**Excerpted data**
'''

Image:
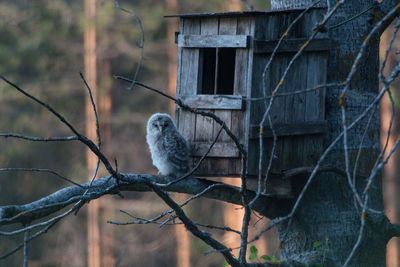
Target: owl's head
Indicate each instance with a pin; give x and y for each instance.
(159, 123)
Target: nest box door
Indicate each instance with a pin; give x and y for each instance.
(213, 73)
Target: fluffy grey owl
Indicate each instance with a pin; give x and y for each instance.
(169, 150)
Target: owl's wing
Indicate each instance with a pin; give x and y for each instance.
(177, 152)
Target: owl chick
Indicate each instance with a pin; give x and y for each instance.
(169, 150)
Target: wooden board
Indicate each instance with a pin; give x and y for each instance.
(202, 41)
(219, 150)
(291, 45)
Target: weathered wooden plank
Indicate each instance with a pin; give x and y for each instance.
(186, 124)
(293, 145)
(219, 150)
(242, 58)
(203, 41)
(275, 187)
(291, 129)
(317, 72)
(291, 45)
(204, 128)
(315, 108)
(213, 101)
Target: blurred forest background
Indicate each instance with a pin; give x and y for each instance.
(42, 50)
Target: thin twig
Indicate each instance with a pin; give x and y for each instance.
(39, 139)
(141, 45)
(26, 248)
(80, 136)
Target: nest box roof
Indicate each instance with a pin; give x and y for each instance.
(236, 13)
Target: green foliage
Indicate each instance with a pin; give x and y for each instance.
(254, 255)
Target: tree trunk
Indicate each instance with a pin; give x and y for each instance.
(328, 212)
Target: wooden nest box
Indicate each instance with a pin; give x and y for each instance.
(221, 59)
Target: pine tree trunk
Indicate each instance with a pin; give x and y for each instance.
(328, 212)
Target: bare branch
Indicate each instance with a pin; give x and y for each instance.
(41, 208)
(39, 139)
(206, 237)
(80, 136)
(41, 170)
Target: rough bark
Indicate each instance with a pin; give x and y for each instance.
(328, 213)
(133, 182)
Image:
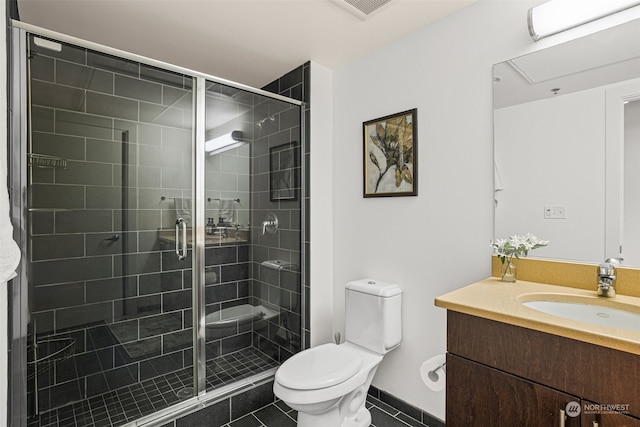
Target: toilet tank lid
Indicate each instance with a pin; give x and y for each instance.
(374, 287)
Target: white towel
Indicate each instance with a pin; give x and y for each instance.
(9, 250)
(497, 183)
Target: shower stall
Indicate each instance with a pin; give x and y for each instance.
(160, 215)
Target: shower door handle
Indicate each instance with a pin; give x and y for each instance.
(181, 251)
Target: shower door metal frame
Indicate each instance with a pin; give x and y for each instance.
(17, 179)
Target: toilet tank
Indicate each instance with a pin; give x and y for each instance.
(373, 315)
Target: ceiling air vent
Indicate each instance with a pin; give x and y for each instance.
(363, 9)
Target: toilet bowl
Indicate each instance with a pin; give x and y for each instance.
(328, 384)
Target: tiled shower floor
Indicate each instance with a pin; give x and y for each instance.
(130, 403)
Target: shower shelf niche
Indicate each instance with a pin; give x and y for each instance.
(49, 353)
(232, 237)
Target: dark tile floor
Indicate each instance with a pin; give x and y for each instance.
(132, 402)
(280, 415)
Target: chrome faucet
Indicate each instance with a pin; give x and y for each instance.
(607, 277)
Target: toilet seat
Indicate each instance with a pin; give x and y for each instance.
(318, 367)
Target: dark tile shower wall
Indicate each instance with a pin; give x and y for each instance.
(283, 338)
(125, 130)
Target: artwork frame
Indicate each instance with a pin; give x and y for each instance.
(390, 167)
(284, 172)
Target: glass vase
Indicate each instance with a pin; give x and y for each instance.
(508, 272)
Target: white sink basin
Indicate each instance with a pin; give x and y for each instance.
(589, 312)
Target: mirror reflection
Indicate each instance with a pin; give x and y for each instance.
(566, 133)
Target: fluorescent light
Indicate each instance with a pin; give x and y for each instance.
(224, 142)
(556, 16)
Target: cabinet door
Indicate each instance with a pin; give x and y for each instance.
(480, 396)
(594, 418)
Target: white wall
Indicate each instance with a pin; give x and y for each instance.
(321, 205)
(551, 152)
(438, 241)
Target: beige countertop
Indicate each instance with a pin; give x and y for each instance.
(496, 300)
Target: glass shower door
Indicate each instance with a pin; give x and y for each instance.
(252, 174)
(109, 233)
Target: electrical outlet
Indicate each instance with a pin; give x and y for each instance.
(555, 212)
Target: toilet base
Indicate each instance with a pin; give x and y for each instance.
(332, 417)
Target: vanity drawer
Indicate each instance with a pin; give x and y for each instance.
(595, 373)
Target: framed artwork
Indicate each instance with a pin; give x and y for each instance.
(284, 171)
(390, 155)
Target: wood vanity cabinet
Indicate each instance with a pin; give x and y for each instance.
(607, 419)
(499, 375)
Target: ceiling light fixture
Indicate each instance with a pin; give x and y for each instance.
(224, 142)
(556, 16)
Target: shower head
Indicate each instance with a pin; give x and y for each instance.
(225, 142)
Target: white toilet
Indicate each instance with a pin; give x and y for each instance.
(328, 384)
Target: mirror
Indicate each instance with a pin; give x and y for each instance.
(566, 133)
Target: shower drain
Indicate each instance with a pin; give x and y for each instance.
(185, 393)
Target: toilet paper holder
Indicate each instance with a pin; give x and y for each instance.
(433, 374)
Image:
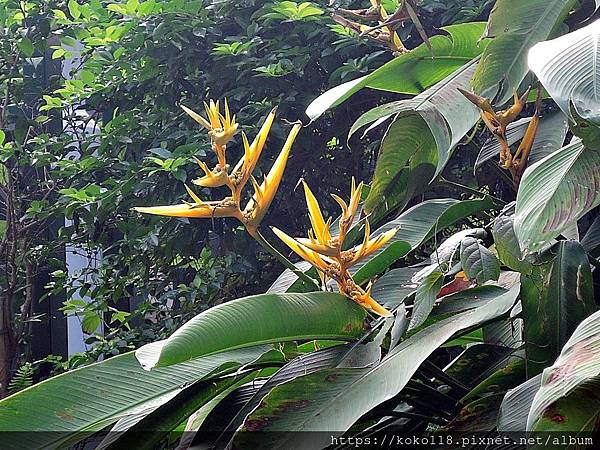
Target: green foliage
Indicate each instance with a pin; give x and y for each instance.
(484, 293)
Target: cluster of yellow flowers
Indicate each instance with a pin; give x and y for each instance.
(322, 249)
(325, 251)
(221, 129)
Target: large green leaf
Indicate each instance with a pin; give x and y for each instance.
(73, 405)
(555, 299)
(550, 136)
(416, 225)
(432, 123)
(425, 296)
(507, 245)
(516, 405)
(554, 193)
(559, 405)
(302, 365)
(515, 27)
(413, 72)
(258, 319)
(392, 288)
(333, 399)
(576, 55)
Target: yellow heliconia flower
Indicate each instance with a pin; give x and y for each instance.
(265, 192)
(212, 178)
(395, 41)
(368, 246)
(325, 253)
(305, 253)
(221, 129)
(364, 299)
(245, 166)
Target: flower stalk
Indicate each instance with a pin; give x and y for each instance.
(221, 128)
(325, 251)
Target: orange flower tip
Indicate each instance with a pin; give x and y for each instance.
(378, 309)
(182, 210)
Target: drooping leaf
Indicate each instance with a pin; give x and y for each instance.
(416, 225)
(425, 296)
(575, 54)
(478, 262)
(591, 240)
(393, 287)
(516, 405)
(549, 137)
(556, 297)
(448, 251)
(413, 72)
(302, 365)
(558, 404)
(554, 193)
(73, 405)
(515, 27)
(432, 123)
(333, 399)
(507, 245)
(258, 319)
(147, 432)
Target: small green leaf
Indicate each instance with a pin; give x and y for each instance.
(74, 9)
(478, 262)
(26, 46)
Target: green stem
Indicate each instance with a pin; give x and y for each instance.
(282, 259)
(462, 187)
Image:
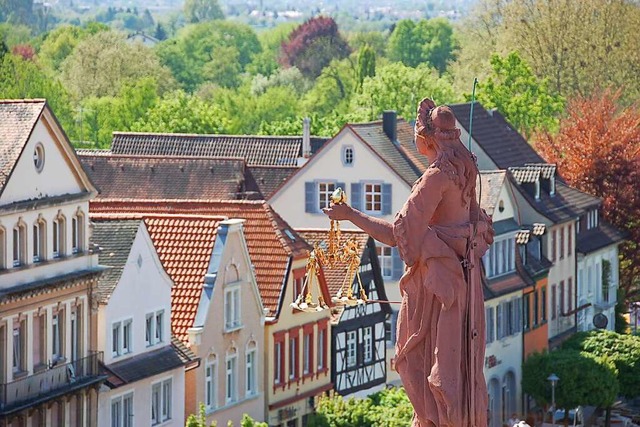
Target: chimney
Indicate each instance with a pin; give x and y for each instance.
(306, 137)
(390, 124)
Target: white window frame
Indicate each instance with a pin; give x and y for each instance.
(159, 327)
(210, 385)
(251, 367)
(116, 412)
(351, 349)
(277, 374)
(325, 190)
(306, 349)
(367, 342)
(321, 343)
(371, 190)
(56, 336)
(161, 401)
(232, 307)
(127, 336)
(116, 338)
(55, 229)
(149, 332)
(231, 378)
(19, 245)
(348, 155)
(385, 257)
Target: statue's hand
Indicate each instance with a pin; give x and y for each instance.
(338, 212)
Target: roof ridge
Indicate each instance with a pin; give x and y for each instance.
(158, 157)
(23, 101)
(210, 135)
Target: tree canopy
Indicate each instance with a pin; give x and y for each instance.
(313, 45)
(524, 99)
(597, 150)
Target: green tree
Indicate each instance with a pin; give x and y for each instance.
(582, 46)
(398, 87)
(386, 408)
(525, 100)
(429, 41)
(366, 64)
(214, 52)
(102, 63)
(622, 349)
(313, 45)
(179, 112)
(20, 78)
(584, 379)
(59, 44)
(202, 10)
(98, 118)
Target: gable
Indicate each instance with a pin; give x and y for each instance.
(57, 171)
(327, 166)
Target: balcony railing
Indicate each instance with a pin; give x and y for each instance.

'''

**Goal of the exercise**
Could you copy the listing exactly, leaving out any pictures?

**Answer section**
Image:
Target: owl's head
Indicate each instance with a pin; give x and y for each instance.
(159, 123)
Target: nest box door
Indicate each instance with a pin; give x and y for each instance.
(213, 73)
Target: fluffy grey owl
Indicate each instance with a pin; give x and y for each instance.
(169, 150)
Target: owl's wing
Indicate each instance with a pin; give x and y for each instance.
(177, 152)
Target: owl chick
Indicate each instance with a pin; give x and y for each instance.
(169, 150)
Target: wooden board
Indicate each instance with a pin; give x and y for each instance.
(202, 41)
(219, 150)
(291, 45)
Target: weathered wooden plank
Indicate each instance with a pin; give x and y for each instance.
(186, 124)
(293, 145)
(219, 150)
(242, 58)
(203, 41)
(275, 187)
(291, 129)
(317, 72)
(291, 45)
(204, 128)
(315, 108)
(213, 101)
Target: blurred forest background
Indicate each instance with a pin; give x and y for each instance.
(42, 50)
Target: thin twig
Indicate each instance with a pin; give x and y for each instance.
(39, 139)
(141, 45)
(26, 248)
(80, 136)
Target: nest box roof
Indicate each instance with a pin; give x and y for each instance.
(236, 13)
Target: green foliage
Indicate each instance with a pin; give x and y for each instance.
(254, 255)
Target: tree trunk
Indicate each instance with a pin; give x and y for each instance.
(328, 212)
Target: wooden nest box
Indicate each instance with a pin; give x and y for each instance.
(221, 59)
Target: pine tree trunk
Indicate each instance with a pin; give x and y for each instance.
(328, 212)
Target: bare branch
Indicate each instance with a pin; give x and y for each instance.
(41, 208)
(39, 139)
(206, 237)
(80, 136)
(41, 170)
Target: rough bark
Indicate each instance with a pin; give x and y for each instance.
(328, 213)
(133, 182)
Image:
Target: toilet tank lid
Indicate each instance with a pin; give x and y for each instance.
(374, 287)
Target: white towel
Indicate each instance with a pin; give x and y for each instance.
(9, 250)
(497, 183)
Target: shower stall
Indicate each instance with a pin; give x and y for each instance.
(160, 215)
Target: shower door handle
Indicate each instance with a pin; give x and y for each instance.
(181, 251)
Target: shower door metal frame
Indicate each instance with a pin; give x and y for each instance.
(17, 179)
Target: toilet tank
Indicate each instance with a pin; give x and y for each instance.
(373, 315)
Target: ceiling air vent
Indicate each instance with a pin; give x and y for each instance.
(363, 9)
Target: toilet bowl
Indicate each instance with a pin; give x and y for each instance.
(328, 384)
Target: tiled shower floor
Indicate each instance with a pin; give x and y for each instance.
(130, 403)
Target: shower shelf niche
Indicate each instance with a pin; give x and y for each instance.
(49, 353)
(232, 237)
Target: dark tile floor
Indicate each instance with a pin; give x and y for each instance.
(132, 402)
(280, 415)
Target: chrome faucet
Indicate each instance with a pin; give x and y for each instance.
(607, 277)
Target: toilet seat
Indicate each instance with a pin; give x and y for each instance.
(318, 367)
Target: dark tile shower wall
Indicate each instance with a pin; give x and y for each instance.
(283, 338)
(125, 130)
Target: artwork frame
Indicate each instance with a pin; give x and y for each instance.
(390, 167)
(284, 172)
Target: glass vase
Indicate each instance with a pin; give x and y for each instance.
(508, 272)
Target: white sink basin
Indicate each instance with a pin; give x and y for each instance.
(589, 312)
Target: mirror reflection
Indicate each instance with a pin; give x and y for each instance.
(566, 133)
Target: fluorescent light
Indicate each instance with a pin; give x and y for each instance.
(224, 142)
(556, 16)
Target: cabinet door
Indicate each instance with a pin; give x and y for each instance.
(480, 396)
(594, 418)
Target: white wall
Indicate each instance with a pin; give x and y for each instance.
(321, 205)
(551, 152)
(438, 241)
Target: beige countertop
Indicate each instance with a pin; give x and y for each instance.
(496, 300)
Target: glass shower door
Indicate each instance with a pin; give x and y for each instance.
(252, 174)
(109, 233)
Target: electrical outlet
Indicate each instance with a pin; give x and y for each instance.
(555, 212)
Target: toilet base
Indicate each instance with a pin; give x and y for each instance.
(332, 417)
Target: vanity drawer
Indicate each instance with a pin; give x and y for each instance.
(595, 373)
Target: framed artwork
Indicate each instance with a pin; give x and y for each instance.
(284, 171)
(390, 155)
Target: wood vanity cabinet
Indicate each instance with a pin; give x and y for each instance.
(607, 419)
(499, 375)
Target: ceiling light fixture
Indicate each instance with a pin; give x and y for each instance.
(224, 142)
(556, 16)
Target: shower head
Indicate each instance with a pin; give x and y for each instance.
(225, 142)
Target: white toilet
Indicate each instance with a pin; give x and y for each instance.
(328, 384)
Target: mirror
Indicate each instance with a pin; give x and y for each instance.
(566, 133)
Target: shower drain
Indicate each instance with a pin; give x and y for each instance.
(185, 393)
Target: toilet paper holder
Indicate each instance with a pin; give x and y for each instance.
(433, 374)
Image:
Target: green foliage
Indicate each instance with a pin; give x and y for each instance.
(484, 293)
Target: cluster of yellow flowers
Indicate each instance with a pin; give x and y for each instance.
(322, 249)
(325, 251)
(221, 129)
Target: large green leaf
Indicate each instance with a pin; give x and y for each instance.
(73, 405)
(555, 299)
(550, 136)
(416, 225)
(432, 123)
(425, 296)
(507, 245)
(516, 405)
(554, 193)
(559, 405)
(302, 365)
(515, 27)
(413, 72)
(258, 319)
(392, 288)
(333, 399)
(576, 55)
Target: yellow heliconia flower
Indicate each instance with a pin; give x and y for each instance.
(265, 192)
(212, 178)
(395, 41)
(368, 246)
(325, 253)
(305, 253)
(221, 129)
(364, 299)
(245, 166)
Target: flower stalk
Indicate each instance with a pin; give x and y for each instance.
(221, 128)
(325, 251)
Target: orange flower tip
Indicate each instance with a pin; give x and y for each instance.
(378, 309)
(182, 210)
Target: drooping leaf
Indicate each instance with a pin; give x and y for each instance.
(416, 225)
(425, 296)
(575, 54)
(478, 262)
(591, 240)
(393, 287)
(516, 405)
(549, 137)
(556, 297)
(448, 251)
(413, 72)
(302, 365)
(558, 404)
(554, 193)
(73, 405)
(515, 27)
(432, 123)
(333, 399)
(507, 245)
(258, 319)
(147, 432)
Target: small green leaf
Indicate each instance with a pin; give x and y for each instance.
(74, 9)
(478, 262)
(26, 46)
Target: green stem
Indicate each instance with a pin; give x and y for each instance.
(282, 259)
(462, 187)
Image:
Target: chimney
Indicate each instance with a pin; give x and y for each instance.
(306, 137)
(390, 124)
Target: white window frame
Indicate each instance with a pin; give x and y for each instance.
(159, 327)
(210, 385)
(251, 367)
(116, 412)
(351, 349)
(277, 374)
(325, 190)
(306, 349)
(367, 342)
(321, 343)
(371, 190)
(56, 336)
(161, 401)
(232, 307)
(127, 336)
(116, 338)
(55, 229)
(149, 332)
(231, 378)
(19, 245)
(348, 155)
(385, 257)
Target: statue's hand
Indicate each instance with a pin; give x and y for each instance.
(338, 212)
Target: roof ridge
Indicate each instance with a pin; give x and y for each instance.
(158, 157)
(23, 101)
(210, 135)
Target: tree canopy
Indicate each instance with a pin; give x and y for each instance.
(313, 45)
(524, 99)
(597, 150)
Target: green tree
Indicate each instance with a pin; give x and y for each instance.
(582, 46)
(398, 87)
(386, 408)
(525, 100)
(429, 41)
(366, 64)
(214, 52)
(102, 63)
(622, 349)
(313, 45)
(179, 112)
(20, 78)
(584, 379)
(59, 44)
(202, 10)
(98, 118)
Target: gable
Indicate each instance with a pin; give x and y for each instance.
(57, 171)
(327, 166)
Target: balcony railing
Indicate each instance with a pin; give x and y for each instance.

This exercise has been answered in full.